Sunday, June 25, 2006

Rubber Chickens + Slime = Lawsuit?

First of all, I would like to appologize for the large gaps between my recent posts. Apparently, I am finally busy at work everyday. Even worse, I am out of the office four days a week walking around New York City gathering GPS data. It's not that bad I guess. I get a nice farmers tan since I can't walk around without my shirt on. It was actually pretty exciting last week because we almost got arrested for taking pictures of the Whitestone Bridge. It was awesome. Good thing I wasn't carrying my company issued machete. Anyway, since it is Sunday and I should be doing plenty of things other than write blog posts I will make this one short and sweet.

I was lying on the couch this afternoon (because it's raining outside for a change, damn northeast weather) flipping through the channels on the old idiot box and came across an old favorite: Double Dare. That Mark Summers really used that show as a launching pad for his career. In case you didn't know he now has a show on Food Network where he reviews all of the unhealthy food that makes America great...and obese.

*What you have to do*. In the blog post, what nearly got the writer arrested last week?

*Material provided*.
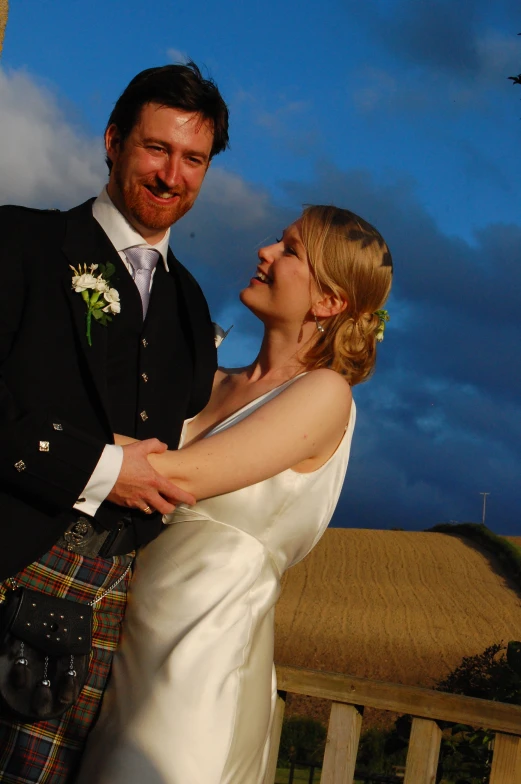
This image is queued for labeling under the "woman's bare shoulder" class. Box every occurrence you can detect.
[270,368,352,424]
[293,368,352,401]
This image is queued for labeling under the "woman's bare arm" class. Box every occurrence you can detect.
[149,369,351,499]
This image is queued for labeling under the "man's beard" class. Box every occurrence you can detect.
[114,171,193,231]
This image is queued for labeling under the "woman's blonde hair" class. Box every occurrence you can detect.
[300,205,393,386]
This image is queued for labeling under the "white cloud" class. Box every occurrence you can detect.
[0,69,106,207]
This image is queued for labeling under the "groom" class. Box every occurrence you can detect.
[0,63,228,784]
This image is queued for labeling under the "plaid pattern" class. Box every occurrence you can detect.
[0,547,132,784]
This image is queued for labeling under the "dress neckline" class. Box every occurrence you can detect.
[180,370,310,446]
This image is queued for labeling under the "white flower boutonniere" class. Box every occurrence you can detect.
[71,262,121,346]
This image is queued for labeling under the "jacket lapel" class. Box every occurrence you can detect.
[168,249,217,417]
[62,199,122,429]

*Answer below*. Taking pictures of the Whitestone Bridge.